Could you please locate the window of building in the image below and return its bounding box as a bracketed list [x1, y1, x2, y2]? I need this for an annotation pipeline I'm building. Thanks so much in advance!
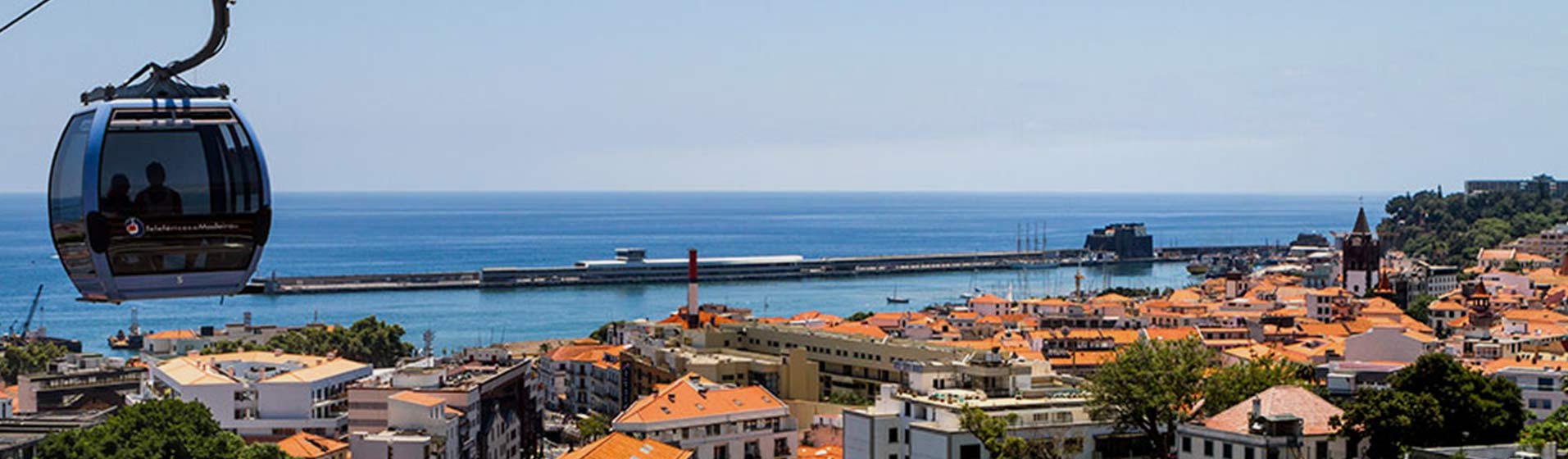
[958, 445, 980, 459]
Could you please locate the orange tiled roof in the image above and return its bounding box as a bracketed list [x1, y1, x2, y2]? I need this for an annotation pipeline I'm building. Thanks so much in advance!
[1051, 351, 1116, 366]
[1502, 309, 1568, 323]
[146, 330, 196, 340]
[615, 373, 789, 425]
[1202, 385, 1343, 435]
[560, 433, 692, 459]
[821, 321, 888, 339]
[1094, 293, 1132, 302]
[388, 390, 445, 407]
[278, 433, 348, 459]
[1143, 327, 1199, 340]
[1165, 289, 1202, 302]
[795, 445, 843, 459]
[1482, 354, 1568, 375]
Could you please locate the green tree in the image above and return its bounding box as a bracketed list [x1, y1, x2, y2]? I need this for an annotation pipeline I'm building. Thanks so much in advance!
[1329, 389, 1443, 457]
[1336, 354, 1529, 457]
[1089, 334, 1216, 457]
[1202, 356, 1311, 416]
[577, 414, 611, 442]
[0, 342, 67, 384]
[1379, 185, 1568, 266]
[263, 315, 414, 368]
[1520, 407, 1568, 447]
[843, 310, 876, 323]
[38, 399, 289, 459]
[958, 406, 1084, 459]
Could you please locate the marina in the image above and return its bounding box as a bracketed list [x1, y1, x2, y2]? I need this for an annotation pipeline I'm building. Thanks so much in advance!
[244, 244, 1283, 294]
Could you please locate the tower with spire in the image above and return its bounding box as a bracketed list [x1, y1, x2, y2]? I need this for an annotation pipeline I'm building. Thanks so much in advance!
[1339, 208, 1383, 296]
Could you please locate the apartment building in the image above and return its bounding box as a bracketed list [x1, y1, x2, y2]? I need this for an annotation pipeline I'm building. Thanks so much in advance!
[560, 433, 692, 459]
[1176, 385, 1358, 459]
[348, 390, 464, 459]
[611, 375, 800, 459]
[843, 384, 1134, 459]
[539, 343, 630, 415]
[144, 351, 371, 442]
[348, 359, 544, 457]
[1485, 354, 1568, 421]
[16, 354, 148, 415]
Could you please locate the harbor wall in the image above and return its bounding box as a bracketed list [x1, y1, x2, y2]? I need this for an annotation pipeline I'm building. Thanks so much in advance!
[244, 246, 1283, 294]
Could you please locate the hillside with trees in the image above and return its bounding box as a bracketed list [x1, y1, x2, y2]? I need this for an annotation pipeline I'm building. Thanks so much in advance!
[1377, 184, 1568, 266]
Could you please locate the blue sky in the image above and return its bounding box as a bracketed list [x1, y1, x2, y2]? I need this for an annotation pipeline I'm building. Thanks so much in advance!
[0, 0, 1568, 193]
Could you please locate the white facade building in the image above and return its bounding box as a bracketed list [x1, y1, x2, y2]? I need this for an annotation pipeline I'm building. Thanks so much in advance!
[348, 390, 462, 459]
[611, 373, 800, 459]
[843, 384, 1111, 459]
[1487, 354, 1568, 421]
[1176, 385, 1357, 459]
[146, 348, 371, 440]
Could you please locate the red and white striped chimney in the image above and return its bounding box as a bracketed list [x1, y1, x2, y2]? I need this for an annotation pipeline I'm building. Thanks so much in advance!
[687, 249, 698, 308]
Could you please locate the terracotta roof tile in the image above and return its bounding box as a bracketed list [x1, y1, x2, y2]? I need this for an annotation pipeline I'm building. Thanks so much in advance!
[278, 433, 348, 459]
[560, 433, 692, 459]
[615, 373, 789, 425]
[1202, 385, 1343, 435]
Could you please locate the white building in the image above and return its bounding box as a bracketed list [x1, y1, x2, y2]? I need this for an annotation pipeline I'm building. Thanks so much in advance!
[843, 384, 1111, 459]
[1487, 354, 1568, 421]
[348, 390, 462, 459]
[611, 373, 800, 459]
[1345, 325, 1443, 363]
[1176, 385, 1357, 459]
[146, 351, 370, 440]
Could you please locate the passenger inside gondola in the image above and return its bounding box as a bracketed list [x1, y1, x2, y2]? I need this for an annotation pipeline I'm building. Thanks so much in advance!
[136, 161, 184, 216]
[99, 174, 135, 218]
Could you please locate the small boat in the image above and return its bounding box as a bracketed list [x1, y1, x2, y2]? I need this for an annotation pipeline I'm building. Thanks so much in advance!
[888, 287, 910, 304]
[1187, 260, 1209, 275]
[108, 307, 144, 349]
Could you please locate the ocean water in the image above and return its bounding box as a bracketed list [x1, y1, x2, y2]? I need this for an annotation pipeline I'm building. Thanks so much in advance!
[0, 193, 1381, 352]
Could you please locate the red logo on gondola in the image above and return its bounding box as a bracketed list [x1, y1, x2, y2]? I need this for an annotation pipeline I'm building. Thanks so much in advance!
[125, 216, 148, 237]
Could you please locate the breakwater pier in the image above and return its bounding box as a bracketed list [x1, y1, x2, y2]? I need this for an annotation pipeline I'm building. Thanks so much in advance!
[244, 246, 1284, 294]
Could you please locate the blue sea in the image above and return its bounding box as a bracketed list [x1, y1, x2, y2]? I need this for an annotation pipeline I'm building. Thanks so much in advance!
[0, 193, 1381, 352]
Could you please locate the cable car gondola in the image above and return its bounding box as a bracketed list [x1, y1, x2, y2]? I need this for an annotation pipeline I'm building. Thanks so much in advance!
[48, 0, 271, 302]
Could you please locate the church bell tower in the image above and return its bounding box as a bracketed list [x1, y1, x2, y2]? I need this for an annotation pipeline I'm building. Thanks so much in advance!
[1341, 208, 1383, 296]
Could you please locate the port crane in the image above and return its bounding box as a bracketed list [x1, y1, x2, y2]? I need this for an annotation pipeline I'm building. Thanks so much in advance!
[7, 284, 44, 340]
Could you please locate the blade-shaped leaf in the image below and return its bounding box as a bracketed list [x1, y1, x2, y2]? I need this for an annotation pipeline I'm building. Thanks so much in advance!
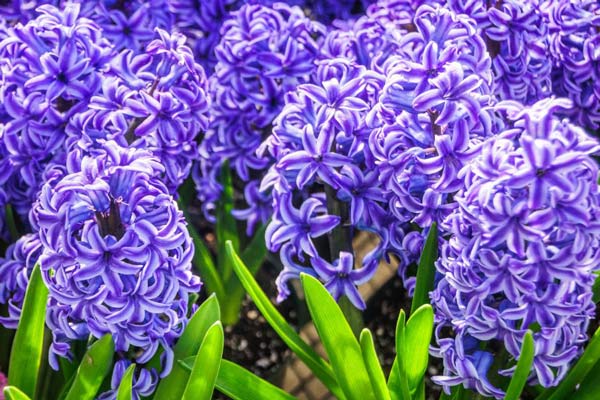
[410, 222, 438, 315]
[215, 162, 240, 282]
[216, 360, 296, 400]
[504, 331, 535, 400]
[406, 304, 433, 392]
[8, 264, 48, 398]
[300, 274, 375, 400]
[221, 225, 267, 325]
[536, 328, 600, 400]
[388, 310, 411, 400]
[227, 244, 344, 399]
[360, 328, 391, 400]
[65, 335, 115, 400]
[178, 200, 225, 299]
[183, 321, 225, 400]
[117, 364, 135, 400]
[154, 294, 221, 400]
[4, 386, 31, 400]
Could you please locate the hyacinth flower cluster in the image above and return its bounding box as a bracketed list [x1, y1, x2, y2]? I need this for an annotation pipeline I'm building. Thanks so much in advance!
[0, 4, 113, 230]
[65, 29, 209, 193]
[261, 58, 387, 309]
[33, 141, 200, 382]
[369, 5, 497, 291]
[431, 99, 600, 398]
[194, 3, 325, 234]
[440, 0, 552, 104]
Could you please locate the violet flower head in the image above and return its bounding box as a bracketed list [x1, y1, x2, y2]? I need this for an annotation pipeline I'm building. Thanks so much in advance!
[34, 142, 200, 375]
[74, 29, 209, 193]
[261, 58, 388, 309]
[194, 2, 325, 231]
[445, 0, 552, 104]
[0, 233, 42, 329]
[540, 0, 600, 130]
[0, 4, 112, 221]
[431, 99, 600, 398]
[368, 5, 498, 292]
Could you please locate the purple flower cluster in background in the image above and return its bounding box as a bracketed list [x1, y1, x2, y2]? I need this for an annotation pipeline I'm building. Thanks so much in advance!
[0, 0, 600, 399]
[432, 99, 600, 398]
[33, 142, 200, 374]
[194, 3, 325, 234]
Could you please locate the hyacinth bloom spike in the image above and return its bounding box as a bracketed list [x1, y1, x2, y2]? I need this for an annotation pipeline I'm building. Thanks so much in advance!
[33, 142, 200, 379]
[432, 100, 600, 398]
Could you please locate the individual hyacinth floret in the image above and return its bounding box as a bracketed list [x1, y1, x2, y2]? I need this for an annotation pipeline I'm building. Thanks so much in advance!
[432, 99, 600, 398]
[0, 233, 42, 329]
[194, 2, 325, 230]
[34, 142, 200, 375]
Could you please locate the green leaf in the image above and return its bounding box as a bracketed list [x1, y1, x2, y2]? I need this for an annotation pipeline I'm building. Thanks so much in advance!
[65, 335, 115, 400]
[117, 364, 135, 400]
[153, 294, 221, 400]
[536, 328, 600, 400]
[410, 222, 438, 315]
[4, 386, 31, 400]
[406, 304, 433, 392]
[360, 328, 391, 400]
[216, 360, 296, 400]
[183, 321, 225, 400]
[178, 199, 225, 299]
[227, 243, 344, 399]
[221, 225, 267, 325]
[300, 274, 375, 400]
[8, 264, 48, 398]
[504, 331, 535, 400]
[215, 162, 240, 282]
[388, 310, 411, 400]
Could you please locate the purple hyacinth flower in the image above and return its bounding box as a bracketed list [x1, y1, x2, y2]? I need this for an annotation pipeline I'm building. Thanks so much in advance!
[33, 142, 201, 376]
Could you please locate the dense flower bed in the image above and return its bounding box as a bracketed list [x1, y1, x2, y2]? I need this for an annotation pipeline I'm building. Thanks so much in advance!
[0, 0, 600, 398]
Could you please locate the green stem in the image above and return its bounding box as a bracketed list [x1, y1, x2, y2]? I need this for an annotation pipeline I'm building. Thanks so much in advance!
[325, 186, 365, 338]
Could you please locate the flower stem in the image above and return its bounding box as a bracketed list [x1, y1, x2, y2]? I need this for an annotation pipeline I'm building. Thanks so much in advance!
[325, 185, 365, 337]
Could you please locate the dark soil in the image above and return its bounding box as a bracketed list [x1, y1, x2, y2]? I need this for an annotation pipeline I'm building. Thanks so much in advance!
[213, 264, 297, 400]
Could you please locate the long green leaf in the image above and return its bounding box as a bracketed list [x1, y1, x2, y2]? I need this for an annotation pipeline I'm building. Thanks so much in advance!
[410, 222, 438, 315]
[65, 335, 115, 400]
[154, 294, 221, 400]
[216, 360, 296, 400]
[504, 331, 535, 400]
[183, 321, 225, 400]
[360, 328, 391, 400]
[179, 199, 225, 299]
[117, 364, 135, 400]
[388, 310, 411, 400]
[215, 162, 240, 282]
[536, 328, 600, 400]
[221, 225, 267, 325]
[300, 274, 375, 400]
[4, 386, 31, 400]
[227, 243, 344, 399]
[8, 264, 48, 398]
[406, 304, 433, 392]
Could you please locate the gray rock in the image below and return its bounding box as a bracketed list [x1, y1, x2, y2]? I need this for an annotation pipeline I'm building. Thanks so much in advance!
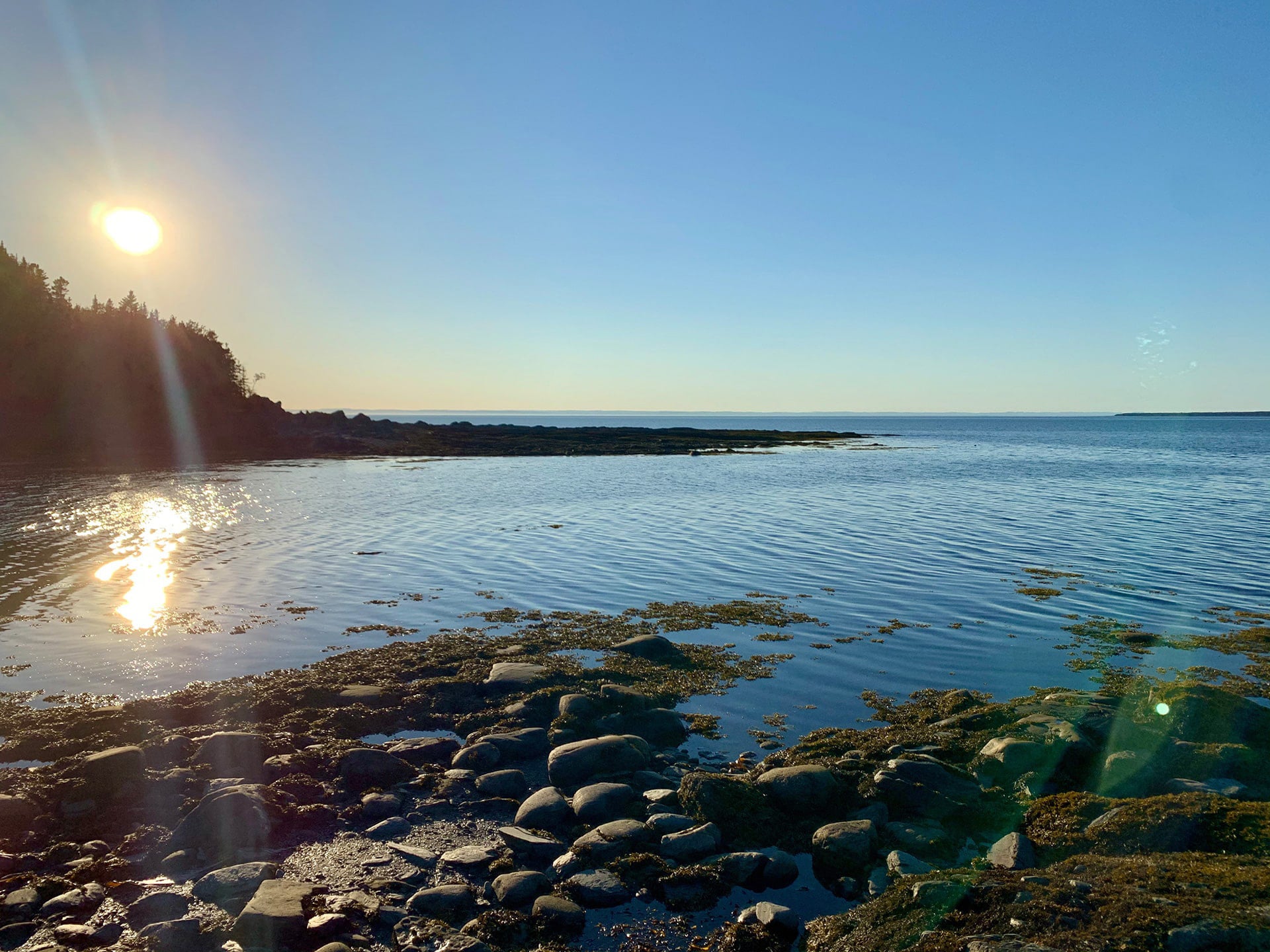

:::::

> Requirement: Rewrite every line from the one containing "Could you please locate the hyacinth bloom" through the one containing "[33, 142, 200, 379]", keeping all wording intact. Scale each bounding box coordinate in the answer by 1.75, rounding to the nearest whole number with halves rounded up.

> Reply:
Could you please locate the hyacinth bloom spike in the image above and return its bounding box as a bracketed list [x1, y1, x2, y2]? I need this for an annotation pipeline I'm building. Thanks so much in advance!
[58, 249, 350, 663]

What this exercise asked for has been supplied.